(What is needed)
Pick up the passage on Christ's atonement after its final sentence and keep writing it.

(Passage to read)
** BEGIN **

Romans (Part 46) – Atonement Part 7 (13:14)
09/17/2018 07:29The picture—the image—of what occurs in the Day of Atonement sacrifice informs our understanding of Christ’s sacrifice. The goat upon which sins are placed is not scorned or punished. In fact, nothing is done to the goat (indicating that the goat’s body and blood are not the focus of the symbol. Rather, the goat is led away into the wilderness, symbolizing the forever removal of sin. And that is exactly what Jesus accomplished for us—the forever removal of sin. And it is in that sense that Peter tells us Jesus bore our sin (1 Peter 2:24). Just as the goat carried the sin away, Jesus carried our sin away—without becoming guilty of that sin and paying for that sin. The goat in the Day of Atonement sacrifice that was killed pictured the separation of pure spirit (blood) from corrupted flesh (the rest of the animal that was to be burned outside the camp). The blood sprinkled to cleanse the Holy of Holies images the spirit of Jesus returning to the physical creation (his body) to cleanse it and resurrect it to life. That is the redemption part of the atonement picture. Thus, the Day of Atonement sacrifice of the goats present both aspects of Christ’s atonement victory—forgiveness and redemption.
Settled with this understanding, we can look around the OT at other pictures to see the same ideas involved. Abel’s offering of a lamb was accepted while Cain’s fruit-of-the-ground offering was not precisely because it was Abel’s offering that fit the picture of sacrifice—reflecting the giving up in death of the physical essence to embrace God. The point is not so much whether Abel knew what he was doing at the time. It was not so much a matter of obedience (that we must understand God had to have previously given a command to offer a blood sacrifice so that it was on the basis of obedience that Abel’s offering was accepted while Cain’s was not). Rather, it was a teaching moment by God showing the importance of death to cursed creation and the disassociated offering of mind and will to God that would eventually lead to the cleansing (redemption) of the flesh so that the whole person could stand justified before God.
Facing God’s command to sacrifice his son, Isaac, Abraham faced the exact same decision that Adam faced: choose for God or choose for creation (earthly relationship). Abraham succeeded where Adam failed because he believed in God as source of TGB, trusting that God would ensure relationship.
And again, we see aspects of the same death-to-cursed-creation idea in Elijah’s offering on Mt. Carmel. God showed the importance of basing relationship on his essence and not our own essence by burning up every physical aspect of that sacrifice, the wood, the stones, and the water that drenched it.
We have one more step to take before summing up everything we’ve learned in regard to the atonement. That one more step is a deeper understanding of sin and the curse in relation to forgiveness and redemption. We have discussed how Christ’s death and resurrection overcame the curse of sin on our physical essence. But it leads us to a question of which answer we want to be sure: Could God have forgiven without the cross if there had been no curse on our flesh? While our Christian devotion may bristle at the mere suggestion that the cross was not important, let me assure you that my intent is not to champion that thought. I believe the cross was absolutely necessary for our restored relationship with God. It was no mere image of hatred of sin or simply a symbol of devotion to a higher cause; without the cross, we would be forever lost—separated eternally from God in death and destruction.

** END **

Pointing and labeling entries
** BEGIN **

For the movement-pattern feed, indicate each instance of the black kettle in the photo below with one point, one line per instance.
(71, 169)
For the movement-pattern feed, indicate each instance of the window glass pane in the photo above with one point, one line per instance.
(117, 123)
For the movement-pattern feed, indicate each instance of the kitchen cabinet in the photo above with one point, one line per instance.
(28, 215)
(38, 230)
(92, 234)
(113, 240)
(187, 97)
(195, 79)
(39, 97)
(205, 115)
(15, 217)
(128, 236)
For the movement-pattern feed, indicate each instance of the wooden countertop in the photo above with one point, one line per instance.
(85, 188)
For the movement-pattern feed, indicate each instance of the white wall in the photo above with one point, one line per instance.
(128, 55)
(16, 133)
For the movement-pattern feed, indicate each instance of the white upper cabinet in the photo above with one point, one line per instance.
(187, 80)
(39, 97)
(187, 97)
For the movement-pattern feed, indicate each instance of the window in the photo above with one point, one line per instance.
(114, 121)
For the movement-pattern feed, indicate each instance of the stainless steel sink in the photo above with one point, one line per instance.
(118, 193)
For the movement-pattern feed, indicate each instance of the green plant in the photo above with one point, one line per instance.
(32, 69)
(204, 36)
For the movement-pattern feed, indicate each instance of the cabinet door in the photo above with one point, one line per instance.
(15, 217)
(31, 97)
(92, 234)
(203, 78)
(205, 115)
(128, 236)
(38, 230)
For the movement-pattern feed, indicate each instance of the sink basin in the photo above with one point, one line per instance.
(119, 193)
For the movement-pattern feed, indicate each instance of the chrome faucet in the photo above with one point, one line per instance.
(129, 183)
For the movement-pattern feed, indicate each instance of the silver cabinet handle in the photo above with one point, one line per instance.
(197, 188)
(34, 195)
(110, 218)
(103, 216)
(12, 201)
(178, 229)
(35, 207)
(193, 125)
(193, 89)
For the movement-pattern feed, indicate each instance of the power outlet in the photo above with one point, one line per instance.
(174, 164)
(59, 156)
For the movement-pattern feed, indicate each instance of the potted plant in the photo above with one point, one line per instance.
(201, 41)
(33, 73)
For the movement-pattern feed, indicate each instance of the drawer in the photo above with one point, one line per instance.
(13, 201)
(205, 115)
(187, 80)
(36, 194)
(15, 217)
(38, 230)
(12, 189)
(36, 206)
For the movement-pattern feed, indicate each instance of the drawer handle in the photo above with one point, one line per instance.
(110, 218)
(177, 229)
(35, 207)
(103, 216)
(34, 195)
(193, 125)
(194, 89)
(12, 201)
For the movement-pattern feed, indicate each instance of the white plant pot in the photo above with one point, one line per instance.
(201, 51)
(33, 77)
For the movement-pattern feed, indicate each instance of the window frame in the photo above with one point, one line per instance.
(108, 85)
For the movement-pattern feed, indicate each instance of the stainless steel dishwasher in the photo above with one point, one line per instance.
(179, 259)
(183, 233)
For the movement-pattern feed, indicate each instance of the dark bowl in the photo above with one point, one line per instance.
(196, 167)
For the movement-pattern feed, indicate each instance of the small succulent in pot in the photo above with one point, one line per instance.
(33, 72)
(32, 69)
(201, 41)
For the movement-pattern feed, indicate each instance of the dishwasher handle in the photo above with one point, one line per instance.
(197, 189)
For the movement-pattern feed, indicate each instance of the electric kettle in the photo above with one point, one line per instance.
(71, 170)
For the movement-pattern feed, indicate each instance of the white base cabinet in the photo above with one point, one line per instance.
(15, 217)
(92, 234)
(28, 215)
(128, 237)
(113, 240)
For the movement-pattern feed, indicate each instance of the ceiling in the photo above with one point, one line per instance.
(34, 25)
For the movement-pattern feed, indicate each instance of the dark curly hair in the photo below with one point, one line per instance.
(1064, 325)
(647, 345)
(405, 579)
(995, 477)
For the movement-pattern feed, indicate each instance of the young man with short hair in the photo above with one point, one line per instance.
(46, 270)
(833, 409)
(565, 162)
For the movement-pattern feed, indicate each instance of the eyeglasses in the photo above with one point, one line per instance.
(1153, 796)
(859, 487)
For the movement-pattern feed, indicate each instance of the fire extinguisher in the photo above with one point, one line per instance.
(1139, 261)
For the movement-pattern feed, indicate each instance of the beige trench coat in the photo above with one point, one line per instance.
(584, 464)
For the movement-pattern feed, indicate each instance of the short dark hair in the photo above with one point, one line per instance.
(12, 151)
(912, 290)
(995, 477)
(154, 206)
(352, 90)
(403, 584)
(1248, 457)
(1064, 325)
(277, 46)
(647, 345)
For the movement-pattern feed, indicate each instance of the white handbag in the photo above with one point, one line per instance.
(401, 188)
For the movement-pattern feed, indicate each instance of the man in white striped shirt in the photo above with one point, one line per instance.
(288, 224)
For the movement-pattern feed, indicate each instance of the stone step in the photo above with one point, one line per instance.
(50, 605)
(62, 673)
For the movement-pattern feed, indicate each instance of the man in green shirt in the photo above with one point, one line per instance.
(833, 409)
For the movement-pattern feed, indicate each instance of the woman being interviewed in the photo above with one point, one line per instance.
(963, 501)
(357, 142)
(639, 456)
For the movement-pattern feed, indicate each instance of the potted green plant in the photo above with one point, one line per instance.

** END **

(In response)
However, from our discussion pointing to the purpose of the cross (which was the means for redemption to free our essence from the curse of sin, rather than as a means for guilt payment), we may wonder whether, had there been no curse on our essence, God could have forgiven our guilty activity in sin without the cross.
The question of forgiveness for sin (without cross) seems to say that while sin does carry a penalty to be paid, God may forego that penalty on the basis of his forgiveness. In other words, I can sin, but God, in viewing my repentance, can choose to forgive, foregoing the penalty he would otherwise have required. So then, is that understanding correct? Would it be justfor God (or, would justice be served) to extend mercy without requiring the payment of penalty?
In considering justice, just as in considering sacrifice, the world may offer us a bit of confusion. When we talk about justice being done within the American court system, we have been conditioned to understand it simply as the assignment of penalty (punishment) to those who are guilty, requiring them to pay that penalty. And in a sense, that is true, but it is only part of the fuller concept of justice. (And when I say “fuller concept,” I mean the biblical understanding.) Two Hebrew words are often translated justor justice. One of these words we can think of as primary justiceand the other as rectifying justice. (I am using labels I got from Tim Keller in his book Generous Justice.)
Primary justicehas to do with living justly, in other words, living based on God’s essence of truth, goodness, and beauty. If I live faithful to our covenant of life with God, I will be just—I will act in accordance with God’s TGB. And acting in TGB means I will do so in relation to others around me. Therefore, my relationship with God can very much be seen in my relationship with others. Acting in TGB means that when I see the hurting, the needy, and the weak, I will respond with my abilities to assist their vulnerabilities. The lack of this attitude was God’s complaint throughout the prophets in the way that the leaders of the Jews treated the people. It is also exactly how Jesus acted through his earthly life as he lived it based on God’s TGB. And it is what is meant by James when he tells us, “Pure and undefiled religion before our God and Father is this: to look after orphans and widows in their distress” (James 1:27a). James is not promoting some watered-down social gospel. As Christ sits on his judgment throne in Matthew 25 and separates the sheep from the goats, the way he does this dispensing of justiceis by drawing a distinction as to whether the people gave food to the hungry, drink to the thirsty, shelter for the homeless, clothing for the naked, care for the sick, and comfort for the suffering. Therefore, our helping the vulnerable is not simply some good deed, some kindness; it is necessary; it is living justly—it is doing justice.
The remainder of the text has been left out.